◆ **Aim of the exercise**: I need an exact copy of the lines from the one containing "Query: gray face" through the end of the records, without any pictures.

-- Entries provided follows --

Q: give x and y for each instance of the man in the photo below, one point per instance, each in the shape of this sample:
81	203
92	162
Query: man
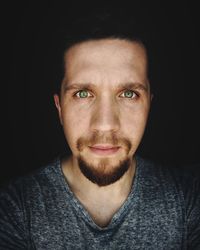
103	196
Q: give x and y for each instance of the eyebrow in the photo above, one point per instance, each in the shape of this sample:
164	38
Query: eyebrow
128	85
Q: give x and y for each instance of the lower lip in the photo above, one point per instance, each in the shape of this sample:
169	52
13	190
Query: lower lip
101	151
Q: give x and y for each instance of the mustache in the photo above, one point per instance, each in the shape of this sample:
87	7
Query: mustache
97	138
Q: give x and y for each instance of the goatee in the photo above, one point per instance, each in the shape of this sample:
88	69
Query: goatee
103	175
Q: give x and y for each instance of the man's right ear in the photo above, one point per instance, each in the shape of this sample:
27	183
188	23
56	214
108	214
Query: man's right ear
57	103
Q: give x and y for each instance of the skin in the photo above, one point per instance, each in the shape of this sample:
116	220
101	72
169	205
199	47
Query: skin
109	113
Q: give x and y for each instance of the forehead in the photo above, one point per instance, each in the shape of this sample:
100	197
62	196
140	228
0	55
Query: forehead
106	58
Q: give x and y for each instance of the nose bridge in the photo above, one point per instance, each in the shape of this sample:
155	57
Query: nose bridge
105	116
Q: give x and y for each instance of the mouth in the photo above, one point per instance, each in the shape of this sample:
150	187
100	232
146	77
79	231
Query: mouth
103	149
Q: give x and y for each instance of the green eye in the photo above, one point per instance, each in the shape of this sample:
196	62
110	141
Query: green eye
82	94
129	94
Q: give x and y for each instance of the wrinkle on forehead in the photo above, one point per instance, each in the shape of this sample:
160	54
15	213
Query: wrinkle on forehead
106	59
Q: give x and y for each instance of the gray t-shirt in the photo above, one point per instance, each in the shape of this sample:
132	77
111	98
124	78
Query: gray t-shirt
162	211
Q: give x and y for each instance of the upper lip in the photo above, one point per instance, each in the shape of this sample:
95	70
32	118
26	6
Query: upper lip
104	146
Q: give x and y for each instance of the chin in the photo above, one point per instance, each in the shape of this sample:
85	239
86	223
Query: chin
104	172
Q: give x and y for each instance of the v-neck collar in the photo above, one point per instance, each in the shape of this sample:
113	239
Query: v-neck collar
84	213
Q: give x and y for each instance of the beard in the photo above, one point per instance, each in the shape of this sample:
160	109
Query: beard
104	172
100	174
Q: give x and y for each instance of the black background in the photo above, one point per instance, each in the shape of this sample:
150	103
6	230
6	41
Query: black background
31	134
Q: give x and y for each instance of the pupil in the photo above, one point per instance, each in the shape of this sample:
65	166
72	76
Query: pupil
128	94
83	94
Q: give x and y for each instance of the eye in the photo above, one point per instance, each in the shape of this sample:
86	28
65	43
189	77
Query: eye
82	94
129	94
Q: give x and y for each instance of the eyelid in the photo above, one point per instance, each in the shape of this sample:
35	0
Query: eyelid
136	94
75	94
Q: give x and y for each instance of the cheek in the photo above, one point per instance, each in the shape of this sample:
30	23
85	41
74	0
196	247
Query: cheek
134	122
75	123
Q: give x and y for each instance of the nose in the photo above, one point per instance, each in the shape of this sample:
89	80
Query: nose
105	116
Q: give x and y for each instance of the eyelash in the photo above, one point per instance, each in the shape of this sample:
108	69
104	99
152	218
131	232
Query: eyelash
134	92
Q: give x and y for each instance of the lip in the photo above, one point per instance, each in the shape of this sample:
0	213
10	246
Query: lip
104	149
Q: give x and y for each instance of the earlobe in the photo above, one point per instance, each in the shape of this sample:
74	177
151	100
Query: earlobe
57	104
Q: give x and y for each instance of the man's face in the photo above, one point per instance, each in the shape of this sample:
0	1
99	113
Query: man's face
104	105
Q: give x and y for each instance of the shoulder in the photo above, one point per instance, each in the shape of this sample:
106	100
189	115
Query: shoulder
29	185
184	178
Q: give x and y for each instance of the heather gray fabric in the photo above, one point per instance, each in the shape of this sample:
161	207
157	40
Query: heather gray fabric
162	212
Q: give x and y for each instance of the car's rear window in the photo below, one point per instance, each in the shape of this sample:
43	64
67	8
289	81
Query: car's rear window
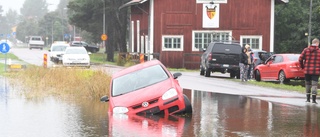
59	48
138	79
76	51
294	57
226	48
36	38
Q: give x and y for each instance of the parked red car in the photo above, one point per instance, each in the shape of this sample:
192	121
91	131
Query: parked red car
147	88
281	67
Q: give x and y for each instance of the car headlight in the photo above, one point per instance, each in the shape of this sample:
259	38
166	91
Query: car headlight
120	110
169	94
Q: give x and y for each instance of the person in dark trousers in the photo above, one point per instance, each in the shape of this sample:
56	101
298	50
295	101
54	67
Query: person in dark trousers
310	61
243	64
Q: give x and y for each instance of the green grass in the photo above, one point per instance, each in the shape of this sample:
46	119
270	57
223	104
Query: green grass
297	86
9	55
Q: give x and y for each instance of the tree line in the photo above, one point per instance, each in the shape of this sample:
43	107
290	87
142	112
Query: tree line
85	18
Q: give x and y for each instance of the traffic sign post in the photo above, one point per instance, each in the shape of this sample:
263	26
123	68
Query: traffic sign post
4	48
104	37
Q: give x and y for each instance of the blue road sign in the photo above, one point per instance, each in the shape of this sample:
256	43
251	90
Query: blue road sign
4	47
66	36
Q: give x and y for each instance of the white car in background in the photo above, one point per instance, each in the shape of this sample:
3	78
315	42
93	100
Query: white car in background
56	52
76	57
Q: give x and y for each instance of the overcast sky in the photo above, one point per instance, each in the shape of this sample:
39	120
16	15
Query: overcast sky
17	4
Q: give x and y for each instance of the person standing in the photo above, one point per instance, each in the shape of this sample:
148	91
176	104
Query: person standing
310	61
243	64
250	61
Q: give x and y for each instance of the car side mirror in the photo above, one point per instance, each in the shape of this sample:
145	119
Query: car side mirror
104	99
176	75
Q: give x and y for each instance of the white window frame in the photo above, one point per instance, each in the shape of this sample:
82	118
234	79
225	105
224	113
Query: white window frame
173	49
207	31
251	37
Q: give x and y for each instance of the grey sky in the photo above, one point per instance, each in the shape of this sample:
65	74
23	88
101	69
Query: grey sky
17	4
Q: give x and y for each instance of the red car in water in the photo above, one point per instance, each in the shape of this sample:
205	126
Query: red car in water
147	88
279	67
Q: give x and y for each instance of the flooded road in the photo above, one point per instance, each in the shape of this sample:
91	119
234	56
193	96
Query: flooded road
214	114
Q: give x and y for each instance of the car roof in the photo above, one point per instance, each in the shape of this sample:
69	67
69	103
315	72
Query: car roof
137	67
75	47
60	44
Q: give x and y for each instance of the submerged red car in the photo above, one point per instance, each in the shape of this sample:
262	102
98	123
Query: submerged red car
281	67
147	88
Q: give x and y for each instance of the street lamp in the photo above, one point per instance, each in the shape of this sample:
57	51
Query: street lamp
310	15
104	23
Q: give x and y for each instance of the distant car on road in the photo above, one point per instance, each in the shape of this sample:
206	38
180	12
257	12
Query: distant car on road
147	88
36	42
281	67
259	57
221	57
56	51
76	57
89	48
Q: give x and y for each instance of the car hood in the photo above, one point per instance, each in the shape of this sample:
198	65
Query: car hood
75	56
56	52
139	96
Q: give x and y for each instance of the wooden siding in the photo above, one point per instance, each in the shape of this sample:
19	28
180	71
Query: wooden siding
181	17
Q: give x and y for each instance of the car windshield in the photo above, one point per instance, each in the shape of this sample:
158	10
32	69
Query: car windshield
294	57
76	51
229	48
138	79
59	48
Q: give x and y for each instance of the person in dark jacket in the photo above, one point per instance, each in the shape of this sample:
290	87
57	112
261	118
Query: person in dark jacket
243	64
310	61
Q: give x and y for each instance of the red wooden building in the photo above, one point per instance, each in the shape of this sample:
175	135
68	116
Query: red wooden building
174	31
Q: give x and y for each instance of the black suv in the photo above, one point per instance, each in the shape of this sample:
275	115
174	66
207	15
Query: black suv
89	48
221	57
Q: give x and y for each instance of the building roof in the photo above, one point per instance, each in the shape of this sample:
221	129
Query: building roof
132	2
135	2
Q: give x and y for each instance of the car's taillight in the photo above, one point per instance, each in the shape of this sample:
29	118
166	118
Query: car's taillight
209	57
294	65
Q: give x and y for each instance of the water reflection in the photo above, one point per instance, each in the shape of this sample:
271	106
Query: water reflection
232	115
213	115
147	126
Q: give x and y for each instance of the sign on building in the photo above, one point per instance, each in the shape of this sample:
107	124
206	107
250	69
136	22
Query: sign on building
214	1
211	15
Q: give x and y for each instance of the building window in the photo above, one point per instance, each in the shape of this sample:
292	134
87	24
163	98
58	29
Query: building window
201	39
255	42
172	43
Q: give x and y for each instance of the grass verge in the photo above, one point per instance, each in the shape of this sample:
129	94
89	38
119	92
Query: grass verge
62	82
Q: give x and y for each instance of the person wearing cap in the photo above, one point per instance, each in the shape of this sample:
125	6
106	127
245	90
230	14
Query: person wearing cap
310	61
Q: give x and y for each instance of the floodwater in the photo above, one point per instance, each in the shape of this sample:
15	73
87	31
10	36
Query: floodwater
213	115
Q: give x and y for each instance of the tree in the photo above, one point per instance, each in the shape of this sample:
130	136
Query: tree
34	8
88	16
12	17
291	25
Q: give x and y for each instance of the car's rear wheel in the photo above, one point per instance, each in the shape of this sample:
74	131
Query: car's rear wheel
201	71
282	77
94	50
257	75
207	73
232	74
188	107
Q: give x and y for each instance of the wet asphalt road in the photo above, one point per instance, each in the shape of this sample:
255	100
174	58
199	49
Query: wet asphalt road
221	107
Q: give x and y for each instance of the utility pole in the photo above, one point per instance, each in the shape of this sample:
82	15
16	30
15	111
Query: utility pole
310	16
104	22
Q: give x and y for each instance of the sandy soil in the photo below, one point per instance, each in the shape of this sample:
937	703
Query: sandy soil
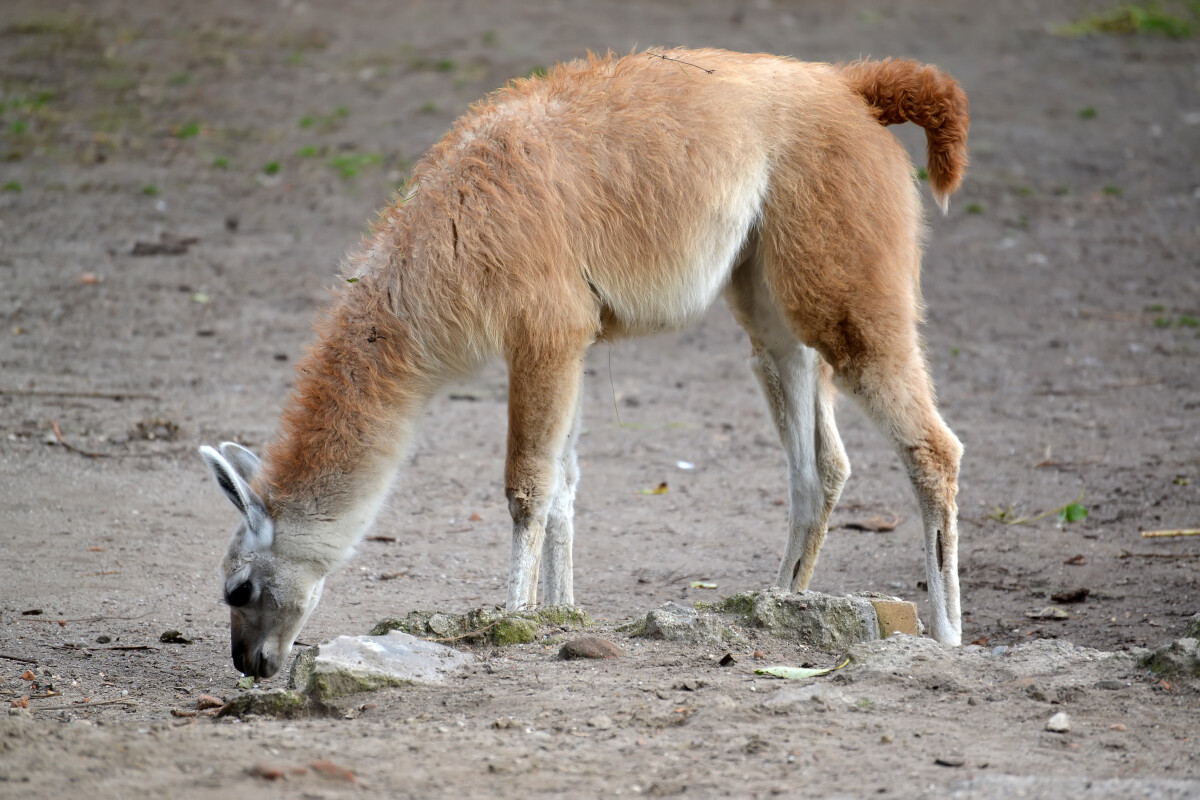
1063	295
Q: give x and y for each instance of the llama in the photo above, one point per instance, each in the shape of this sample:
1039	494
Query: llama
610	198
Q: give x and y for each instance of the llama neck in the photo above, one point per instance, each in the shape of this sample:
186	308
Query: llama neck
345	428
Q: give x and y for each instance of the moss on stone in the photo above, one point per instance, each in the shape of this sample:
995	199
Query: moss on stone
514	630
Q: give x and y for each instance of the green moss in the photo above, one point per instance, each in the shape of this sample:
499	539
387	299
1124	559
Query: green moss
514	630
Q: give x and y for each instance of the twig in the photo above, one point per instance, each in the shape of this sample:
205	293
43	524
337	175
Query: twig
24	661
93	619
126	647
667	58
58	434
1127	554
112	396
84	705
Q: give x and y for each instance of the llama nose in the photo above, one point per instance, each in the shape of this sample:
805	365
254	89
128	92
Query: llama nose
241	663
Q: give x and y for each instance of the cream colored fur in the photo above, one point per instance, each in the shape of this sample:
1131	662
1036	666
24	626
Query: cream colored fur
612	198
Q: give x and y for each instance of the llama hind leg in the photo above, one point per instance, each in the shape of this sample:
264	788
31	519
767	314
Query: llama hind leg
558	583
543	400
799	400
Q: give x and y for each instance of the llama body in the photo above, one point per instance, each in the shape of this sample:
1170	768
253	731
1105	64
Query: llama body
613	198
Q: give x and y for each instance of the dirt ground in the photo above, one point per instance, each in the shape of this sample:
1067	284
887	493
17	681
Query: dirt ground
252	142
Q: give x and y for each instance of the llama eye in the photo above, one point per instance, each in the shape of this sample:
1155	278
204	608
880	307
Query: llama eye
240	596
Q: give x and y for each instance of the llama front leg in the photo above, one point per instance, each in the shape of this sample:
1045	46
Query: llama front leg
543	398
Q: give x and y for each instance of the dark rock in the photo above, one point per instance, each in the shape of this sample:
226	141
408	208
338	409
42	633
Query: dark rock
589	647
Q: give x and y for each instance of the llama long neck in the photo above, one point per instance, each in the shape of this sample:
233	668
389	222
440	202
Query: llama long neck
346	426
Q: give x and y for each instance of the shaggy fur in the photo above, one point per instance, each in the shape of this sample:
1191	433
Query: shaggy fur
623	196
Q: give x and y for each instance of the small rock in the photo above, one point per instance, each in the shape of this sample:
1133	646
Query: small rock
1071	595
1179	659
329	769
1049	612
589	647
676	623
361	663
265	771
1059	723
208	702
274	703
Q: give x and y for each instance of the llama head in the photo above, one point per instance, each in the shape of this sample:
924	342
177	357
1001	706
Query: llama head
270	591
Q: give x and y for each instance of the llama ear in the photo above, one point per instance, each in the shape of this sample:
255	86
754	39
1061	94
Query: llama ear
243	461
237	488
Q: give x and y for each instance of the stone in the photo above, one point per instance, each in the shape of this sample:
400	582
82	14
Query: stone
589	647
1180	659
271	703
895	615
492	625
360	663
1059	723
676	623
817	620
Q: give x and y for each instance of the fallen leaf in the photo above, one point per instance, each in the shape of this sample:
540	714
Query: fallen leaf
798	673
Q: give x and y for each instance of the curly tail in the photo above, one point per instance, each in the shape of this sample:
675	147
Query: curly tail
906	91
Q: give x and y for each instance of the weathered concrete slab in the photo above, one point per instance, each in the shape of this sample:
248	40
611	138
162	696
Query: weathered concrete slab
1180	659
819	620
360	663
495	625
676	623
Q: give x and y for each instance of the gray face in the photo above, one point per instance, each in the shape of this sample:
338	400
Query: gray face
270	596
269	602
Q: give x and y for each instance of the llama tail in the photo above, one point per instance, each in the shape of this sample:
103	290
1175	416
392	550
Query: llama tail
907	91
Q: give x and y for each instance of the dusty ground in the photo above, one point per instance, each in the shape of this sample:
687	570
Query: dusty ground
1063	294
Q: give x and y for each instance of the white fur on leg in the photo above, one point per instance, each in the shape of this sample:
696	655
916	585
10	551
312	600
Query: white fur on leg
527	542
945	613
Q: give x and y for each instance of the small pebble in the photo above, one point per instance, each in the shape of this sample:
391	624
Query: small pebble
1059	723
589	647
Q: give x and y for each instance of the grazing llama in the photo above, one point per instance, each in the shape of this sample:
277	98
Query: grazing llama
611	198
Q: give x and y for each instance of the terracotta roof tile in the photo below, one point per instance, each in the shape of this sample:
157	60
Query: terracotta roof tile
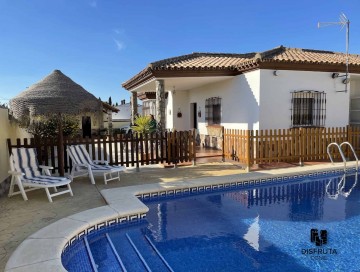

-- Entries provided concluded --

◆ **Answer box**:
Query: gray face
270	596
269	602
Q: give x and y for each instance of the llama tail in the photo above, one point per instance, each in the shape of this sample:
103	290
1175	416
392	550
Query: llama tail
907	91
Q: give x and y for each instance of the dusty ground in the photo above, one point per instance, each in the shape of this sample:
687	570
Query: dusty ground
1063	294
Q: give x and y for each instance of the white fur on leg in the photo above, one point per instance, each in the shape of this sample:
696	655
916	585
10	551
312	600
Query: white fur on leg
527	542
945	613
Q: give x and y for each instance of the small pebble in the photo above, one point per instance, each in the shape of this sample:
391	624
Query: small pebble
1059	723
589	647
Q: give x and y for each instance of the grazing llama in the photo above, one point per instance, each in the shape of this sample:
277	98
Query: grazing llama
611	198
Q: give x and y for each instance of the terracotta roof tile in the photo below, one point per instance, each in the shape of this sample:
157	60
Query: terracotta roof tile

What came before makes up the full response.